↓↓↓

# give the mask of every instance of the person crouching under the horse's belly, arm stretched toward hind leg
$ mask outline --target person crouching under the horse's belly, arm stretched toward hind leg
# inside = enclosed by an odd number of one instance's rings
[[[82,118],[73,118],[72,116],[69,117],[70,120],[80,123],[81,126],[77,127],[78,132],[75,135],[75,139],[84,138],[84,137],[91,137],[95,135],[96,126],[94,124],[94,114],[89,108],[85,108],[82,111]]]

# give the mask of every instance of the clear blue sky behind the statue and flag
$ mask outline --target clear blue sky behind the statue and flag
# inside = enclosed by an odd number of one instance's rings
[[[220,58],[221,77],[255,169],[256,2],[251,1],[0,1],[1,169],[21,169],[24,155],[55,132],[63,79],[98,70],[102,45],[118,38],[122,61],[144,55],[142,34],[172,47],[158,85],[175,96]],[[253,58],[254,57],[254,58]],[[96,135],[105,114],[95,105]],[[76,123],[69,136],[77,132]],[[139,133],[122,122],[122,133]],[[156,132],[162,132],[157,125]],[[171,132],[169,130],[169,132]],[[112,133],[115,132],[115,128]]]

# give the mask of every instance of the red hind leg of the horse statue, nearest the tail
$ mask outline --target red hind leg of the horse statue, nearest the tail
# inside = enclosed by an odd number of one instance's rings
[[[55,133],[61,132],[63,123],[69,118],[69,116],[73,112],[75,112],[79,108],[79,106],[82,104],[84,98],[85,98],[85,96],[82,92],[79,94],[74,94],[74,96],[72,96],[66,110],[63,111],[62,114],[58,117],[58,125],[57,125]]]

↑↑↑
↓↓↓

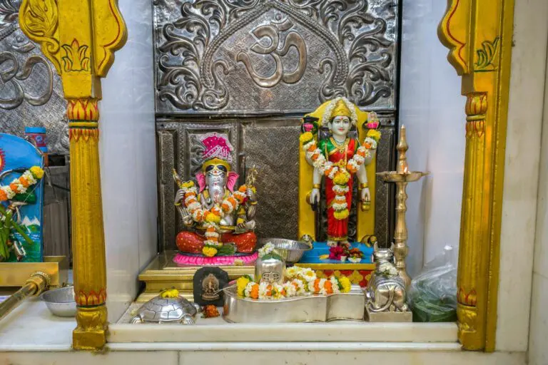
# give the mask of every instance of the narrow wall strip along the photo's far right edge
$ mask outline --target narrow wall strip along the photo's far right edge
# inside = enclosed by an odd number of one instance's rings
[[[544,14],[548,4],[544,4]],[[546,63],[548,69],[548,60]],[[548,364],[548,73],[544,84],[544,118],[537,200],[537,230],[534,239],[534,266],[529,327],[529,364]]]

↑↑↑
↓↓↓

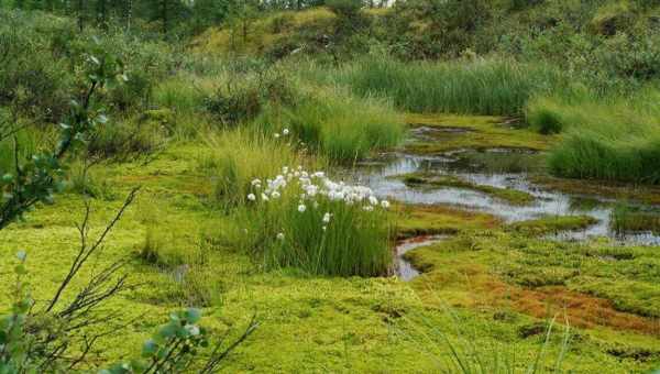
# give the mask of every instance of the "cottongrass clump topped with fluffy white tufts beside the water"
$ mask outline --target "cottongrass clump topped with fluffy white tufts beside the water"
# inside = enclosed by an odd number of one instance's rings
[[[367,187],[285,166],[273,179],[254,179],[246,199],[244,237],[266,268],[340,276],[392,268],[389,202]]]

↑↑↑

Only lines holding the word "every" are wanted, so copy each of them from the records above.

# give the mask of every instance of the person crouching under the horse's belly, arm stretched toward hind leg
# give the mask of every instance of the clear blue sky behind the statue and flag
# give the mask of every instance of the red hind leg of the horse statue, nearest the tail
# give the mask of every instance of the narrow wall strip along the photo's far right edge
# give the mask of every instance of the "cottongrass clump topped with fluffy white tufts beside the water"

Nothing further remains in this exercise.